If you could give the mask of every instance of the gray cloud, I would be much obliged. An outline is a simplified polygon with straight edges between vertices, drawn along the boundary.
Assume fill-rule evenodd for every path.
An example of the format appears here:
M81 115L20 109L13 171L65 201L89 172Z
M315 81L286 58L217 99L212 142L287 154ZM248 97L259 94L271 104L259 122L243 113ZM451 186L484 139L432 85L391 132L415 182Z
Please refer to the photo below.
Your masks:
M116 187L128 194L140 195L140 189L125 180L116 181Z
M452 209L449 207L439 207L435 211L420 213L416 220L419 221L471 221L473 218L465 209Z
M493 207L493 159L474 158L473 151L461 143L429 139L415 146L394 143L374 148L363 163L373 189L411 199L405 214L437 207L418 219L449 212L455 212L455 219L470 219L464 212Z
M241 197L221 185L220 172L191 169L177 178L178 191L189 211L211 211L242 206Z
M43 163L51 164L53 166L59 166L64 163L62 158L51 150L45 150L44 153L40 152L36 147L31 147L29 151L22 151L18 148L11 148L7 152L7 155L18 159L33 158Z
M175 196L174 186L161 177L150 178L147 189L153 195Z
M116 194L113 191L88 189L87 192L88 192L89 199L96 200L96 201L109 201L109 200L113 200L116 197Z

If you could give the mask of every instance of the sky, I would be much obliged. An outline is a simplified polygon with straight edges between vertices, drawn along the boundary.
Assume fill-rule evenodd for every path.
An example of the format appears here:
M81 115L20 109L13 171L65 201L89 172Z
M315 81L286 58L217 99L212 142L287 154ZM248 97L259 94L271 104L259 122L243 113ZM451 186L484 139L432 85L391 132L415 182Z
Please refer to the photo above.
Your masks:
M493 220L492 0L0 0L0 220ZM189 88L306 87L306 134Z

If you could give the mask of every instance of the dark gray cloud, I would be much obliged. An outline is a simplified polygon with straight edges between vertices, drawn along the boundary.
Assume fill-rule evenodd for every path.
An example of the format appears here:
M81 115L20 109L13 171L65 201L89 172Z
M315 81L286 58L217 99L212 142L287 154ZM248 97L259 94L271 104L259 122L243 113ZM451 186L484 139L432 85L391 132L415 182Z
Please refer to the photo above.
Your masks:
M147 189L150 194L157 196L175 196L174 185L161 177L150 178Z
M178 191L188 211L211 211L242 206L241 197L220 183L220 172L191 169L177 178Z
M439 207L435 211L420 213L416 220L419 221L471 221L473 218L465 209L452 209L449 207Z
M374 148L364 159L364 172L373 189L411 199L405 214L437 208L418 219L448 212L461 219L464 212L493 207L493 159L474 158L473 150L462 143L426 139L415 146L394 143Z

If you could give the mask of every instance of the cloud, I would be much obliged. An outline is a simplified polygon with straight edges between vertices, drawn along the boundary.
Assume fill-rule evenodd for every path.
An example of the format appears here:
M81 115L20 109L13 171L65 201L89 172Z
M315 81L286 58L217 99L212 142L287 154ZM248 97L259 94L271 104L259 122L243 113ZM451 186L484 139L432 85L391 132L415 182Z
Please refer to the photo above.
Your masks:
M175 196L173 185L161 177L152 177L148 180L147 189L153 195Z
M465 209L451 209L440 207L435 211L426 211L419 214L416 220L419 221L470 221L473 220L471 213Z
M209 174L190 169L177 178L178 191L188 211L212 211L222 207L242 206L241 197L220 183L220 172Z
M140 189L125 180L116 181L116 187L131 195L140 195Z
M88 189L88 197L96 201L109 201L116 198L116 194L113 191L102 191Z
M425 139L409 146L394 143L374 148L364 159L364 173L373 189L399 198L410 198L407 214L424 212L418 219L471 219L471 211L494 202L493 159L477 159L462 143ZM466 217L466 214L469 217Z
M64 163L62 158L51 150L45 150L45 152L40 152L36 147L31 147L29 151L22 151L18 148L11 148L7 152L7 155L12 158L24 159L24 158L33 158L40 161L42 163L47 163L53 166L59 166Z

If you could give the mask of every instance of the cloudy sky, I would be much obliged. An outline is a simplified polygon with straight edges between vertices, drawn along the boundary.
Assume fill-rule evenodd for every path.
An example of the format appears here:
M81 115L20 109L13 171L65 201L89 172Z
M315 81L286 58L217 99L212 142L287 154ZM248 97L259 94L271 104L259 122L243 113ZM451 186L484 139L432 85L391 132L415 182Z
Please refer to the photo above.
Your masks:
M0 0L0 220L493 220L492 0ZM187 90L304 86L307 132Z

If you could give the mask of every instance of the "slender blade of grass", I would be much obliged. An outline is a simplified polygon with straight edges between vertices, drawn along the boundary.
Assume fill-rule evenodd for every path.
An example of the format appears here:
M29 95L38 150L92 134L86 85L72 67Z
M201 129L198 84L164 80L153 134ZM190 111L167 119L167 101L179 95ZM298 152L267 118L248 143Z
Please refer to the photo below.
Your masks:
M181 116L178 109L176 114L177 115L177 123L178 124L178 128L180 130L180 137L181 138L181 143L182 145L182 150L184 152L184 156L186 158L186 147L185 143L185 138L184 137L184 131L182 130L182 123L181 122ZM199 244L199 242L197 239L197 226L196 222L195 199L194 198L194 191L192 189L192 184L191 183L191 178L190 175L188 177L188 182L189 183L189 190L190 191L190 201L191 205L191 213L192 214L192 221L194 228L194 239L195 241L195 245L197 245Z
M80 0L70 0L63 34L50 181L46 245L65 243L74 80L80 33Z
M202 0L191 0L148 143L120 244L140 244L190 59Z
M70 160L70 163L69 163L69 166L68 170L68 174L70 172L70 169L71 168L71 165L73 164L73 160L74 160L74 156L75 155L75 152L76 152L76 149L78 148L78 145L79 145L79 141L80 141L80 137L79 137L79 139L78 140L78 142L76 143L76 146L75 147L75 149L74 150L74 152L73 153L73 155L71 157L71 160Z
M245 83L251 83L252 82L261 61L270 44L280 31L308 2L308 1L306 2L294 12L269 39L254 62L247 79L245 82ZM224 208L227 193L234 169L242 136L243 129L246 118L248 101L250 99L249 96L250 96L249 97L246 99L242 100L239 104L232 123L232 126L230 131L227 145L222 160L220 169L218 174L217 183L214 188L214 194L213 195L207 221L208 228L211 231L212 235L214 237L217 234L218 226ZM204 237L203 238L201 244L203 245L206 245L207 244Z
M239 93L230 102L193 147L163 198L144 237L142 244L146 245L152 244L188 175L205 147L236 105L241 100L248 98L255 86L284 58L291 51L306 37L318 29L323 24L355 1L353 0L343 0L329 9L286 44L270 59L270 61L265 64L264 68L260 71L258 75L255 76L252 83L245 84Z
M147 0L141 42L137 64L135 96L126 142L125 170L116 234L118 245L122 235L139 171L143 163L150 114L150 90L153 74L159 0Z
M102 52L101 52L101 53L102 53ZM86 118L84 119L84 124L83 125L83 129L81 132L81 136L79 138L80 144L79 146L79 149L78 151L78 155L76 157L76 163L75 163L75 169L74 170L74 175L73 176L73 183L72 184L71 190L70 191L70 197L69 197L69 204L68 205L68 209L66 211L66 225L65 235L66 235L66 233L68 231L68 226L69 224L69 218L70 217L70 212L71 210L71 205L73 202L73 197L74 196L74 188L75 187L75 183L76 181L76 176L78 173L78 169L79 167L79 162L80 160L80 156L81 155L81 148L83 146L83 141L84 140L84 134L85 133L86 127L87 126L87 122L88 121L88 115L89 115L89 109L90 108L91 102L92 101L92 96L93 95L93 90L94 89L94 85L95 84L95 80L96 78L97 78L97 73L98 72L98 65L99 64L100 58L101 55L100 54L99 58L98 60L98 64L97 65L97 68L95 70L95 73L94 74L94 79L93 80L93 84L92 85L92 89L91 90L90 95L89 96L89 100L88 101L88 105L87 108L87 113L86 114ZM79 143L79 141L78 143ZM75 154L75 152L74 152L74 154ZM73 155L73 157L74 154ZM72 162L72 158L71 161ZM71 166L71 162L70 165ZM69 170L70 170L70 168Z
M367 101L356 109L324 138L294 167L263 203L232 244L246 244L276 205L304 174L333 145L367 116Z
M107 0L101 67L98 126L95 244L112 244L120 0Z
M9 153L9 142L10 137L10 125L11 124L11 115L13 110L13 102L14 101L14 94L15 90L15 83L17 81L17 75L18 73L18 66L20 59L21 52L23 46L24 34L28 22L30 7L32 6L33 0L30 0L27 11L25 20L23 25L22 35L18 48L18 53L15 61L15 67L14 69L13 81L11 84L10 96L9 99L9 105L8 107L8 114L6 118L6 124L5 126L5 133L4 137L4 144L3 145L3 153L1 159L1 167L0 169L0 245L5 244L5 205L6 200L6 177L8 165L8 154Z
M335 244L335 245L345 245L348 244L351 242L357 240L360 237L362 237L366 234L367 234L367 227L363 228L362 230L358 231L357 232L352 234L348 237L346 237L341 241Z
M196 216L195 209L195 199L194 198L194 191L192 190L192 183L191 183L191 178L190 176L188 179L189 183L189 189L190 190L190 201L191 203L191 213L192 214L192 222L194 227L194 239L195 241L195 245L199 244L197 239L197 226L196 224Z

------------------------------------------------

— Task to complete —
Update the listing from the line containing "of the dark" up to and including the line containing "M374 148L364 159L364", changing "dark gray cloud" to "storm cloud" and leaving everything else unchanged. Return only those lines.

— Worked answer —
If you could give the mask of every instance of the storm cloud, I would be much obliged. An outline is a simplified polygon with straight edges between vertices, drawn along the boundary.
Assume fill-rule evenodd for every path.
An example of the format appears here:
M81 115L20 109L13 171L65 201L89 172Z
M315 81L286 58L217 99L212 142L287 154ZM248 97L259 94L271 104L259 122L243 113ZM451 186L484 139L432 85L391 132L415 182Z
Please refer to the photo above.
Your masks:
M147 189L150 194L157 196L175 196L174 185L161 177L150 178Z
M178 191L188 211L211 211L242 206L241 197L220 183L220 172L191 169L177 178Z
M439 207L435 211L420 213L416 220L419 221L471 221L473 218L465 209L452 209L449 207Z
M374 148L364 159L364 172L373 189L411 199L405 214L437 208L418 219L448 212L461 219L464 212L493 207L493 159L474 158L473 150L462 143L426 139L415 146L394 143Z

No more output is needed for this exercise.